Data for this task:
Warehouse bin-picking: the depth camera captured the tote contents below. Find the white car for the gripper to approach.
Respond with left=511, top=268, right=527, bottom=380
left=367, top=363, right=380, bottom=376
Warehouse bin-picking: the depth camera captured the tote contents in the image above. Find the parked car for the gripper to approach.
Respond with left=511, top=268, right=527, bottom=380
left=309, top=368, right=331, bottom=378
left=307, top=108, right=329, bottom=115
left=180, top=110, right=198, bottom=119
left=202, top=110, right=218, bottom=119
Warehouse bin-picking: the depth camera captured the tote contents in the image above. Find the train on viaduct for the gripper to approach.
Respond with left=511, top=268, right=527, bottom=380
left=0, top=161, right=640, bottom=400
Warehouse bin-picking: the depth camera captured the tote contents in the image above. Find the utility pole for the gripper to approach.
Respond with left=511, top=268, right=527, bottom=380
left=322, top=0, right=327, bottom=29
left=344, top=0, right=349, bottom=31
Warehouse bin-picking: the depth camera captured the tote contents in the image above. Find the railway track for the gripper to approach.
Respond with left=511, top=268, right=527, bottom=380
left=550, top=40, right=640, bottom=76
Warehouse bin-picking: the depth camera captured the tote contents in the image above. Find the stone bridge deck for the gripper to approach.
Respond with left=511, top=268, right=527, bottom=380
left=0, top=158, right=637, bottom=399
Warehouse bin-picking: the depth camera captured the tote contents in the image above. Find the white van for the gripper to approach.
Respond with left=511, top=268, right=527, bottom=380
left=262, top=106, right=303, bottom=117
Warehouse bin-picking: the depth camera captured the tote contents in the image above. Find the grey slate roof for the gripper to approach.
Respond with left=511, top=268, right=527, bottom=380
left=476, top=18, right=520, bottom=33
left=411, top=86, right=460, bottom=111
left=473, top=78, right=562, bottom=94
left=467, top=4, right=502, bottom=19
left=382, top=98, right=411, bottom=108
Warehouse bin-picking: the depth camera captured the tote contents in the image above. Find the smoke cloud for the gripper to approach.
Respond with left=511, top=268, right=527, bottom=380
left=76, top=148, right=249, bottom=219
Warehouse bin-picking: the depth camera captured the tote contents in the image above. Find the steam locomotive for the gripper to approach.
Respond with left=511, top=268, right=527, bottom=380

Exercise: Update all the records above by changing every "gripper" to "suction cup" and leaving the rest of each line as it stands.

Task answer:
Warehouse bin-picking: the depth camera captured the tote contents below. Find the white car for the suction cup to approach.
Respond with left=511, top=268, right=527, bottom=380
left=367, top=363, right=380, bottom=376
Warehouse bin-picking: the depth camera captured the tote contents in the image above. Find the parked car for the suction cup to approach.
Respond with left=511, top=268, right=527, bottom=380
left=309, top=368, right=331, bottom=378
left=307, top=108, right=329, bottom=115
left=180, top=110, right=198, bottom=119
left=202, top=110, right=218, bottom=119
Warehouse bin-picking: the depth camera captured the tote contents in the image above. Find the train on viaduct for the suction cup to approach.
Respond with left=511, top=268, right=527, bottom=380
left=0, top=161, right=640, bottom=400
Warehouse bin-picking: the depth camera captured the tote contents in the image above. Find the utility pole for the suction cup to approach.
Respond with left=511, top=268, right=527, bottom=380
left=322, top=0, right=327, bottom=29
left=344, top=0, right=349, bottom=31
Warehouse bin-picking: the depth camera captured the tote contents in the image above. Find the railway track for the suction cup to approach.
Respond with left=511, top=268, right=527, bottom=380
left=550, top=40, right=640, bottom=76
Warehouse bin-picking: the depth camera captured the tote contents in the image above. Find the stone bridge deck for the suction cup to approach.
Respond with left=511, top=268, right=527, bottom=380
left=0, top=158, right=637, bottom=399
Warehouse bin-picking: the depth camera captured the tote contents in the image above. Find the white van for the suction cup to approach.
Respond with left=511, top=268, right=527, bottom=380
left=262, top=106, right=303, bottom=117
Warehouse bin-picking: the depth camera captured the tote contents in the image above. Find the grey slate roof for the suction cup to approach.
Respond with left=511, top=268, right=527, bottom=380
left=476, top=18, right=520, bottom=33
left=411, top=86, right=460, bottom=111
left=473, top=78, right=562, bottom=94
left=467, top=4, right=502, bottom=19
left=382, top=98, right=411, bottom=108
Warehouse bin-picking: the depth camera captured the tote contents in the image above. Find the smoke cloud for the suction cup to approach.
Respond with left=511, top=268, right=527, bottom=380
left=76, top=148, right=249, bottom=219
Warehouse bin-picking: the depth camera captured the tote contents in the image above. Find the steam locomotive for the suction cup to approach.
Respond with left=511, top=268, right=527, bottom=380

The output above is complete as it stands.